- [OBJECTIVE]:
Please reproduce the data below verbatim, line for line.

(Excerpts of bounding box data)

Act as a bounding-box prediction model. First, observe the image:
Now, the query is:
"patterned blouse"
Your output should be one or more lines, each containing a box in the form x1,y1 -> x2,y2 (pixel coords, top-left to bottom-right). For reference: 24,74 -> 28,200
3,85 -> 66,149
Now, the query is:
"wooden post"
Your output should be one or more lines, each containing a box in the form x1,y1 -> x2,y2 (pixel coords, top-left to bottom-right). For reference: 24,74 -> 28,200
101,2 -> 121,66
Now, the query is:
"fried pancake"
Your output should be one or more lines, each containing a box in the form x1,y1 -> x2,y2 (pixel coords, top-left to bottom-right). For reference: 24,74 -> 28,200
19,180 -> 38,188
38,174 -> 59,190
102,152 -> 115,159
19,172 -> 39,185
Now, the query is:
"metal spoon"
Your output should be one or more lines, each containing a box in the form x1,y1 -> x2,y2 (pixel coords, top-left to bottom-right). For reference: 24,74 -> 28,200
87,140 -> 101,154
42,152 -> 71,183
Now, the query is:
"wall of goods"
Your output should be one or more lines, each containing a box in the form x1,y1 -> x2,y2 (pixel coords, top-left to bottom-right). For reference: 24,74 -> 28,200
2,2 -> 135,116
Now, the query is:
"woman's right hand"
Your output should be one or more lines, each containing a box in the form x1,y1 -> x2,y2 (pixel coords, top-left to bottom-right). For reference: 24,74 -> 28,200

- [EXERCISE ANSWER]:
Act as a bounding-box prediction model. First, observe the image:
Now, the query is:
"patterned blouse"
Your output should be one or more lines, each containing a box in the form x1,y1 -> x2,y2 (pixel coords, top-left to bottom-right). For reference: 24,74 -> 28,200
3,85 -> 66,149
Now, the query is:
"wooden post"
Your output should be one or more lines, each containing a box in the form x1,y1 -> x2,y2 (pixel coords, top-left to bottom-right). For reference: 24,74 -> 28,200
101,2 -> 121,66
Now, the query is:
"fried pancake"
Your output should be one or more lines, each containing a box in the form x1,y1 -> x2,y2 (pixel coords, top-left to bottom-right). For reference: 24,74 -> 28,200
19,180 -> 38,188
38,174 -> 59,190
102,152 -> 115,159
19,172 -> 39,185
Now, the query is:
"metal spoon"
Your output should be one or more lines, each containing a box in the form x1,y1 -> x2,y2 (pixel coords, top-left to bottom-right). For reference: 24,74 -> 28,200
87,140 -> 101,154
42,152 -> 71,183
Now, the query is:
"wall of goods"
Your output should be one or more lines, each containing a box in the form x1,y1 -> x2,y2 (pixel coords, top-left to bottom-right). For reference: 24,74 -> 28,200
2,2 -> 135,116
Now, the query is:
"woman's right hand"
Your output should be one or more lines, each containing a box in the form x1,y1 -> x2,y2 (pixel coords, top-left to bottom-right). For reference: 24,74 -> 28,200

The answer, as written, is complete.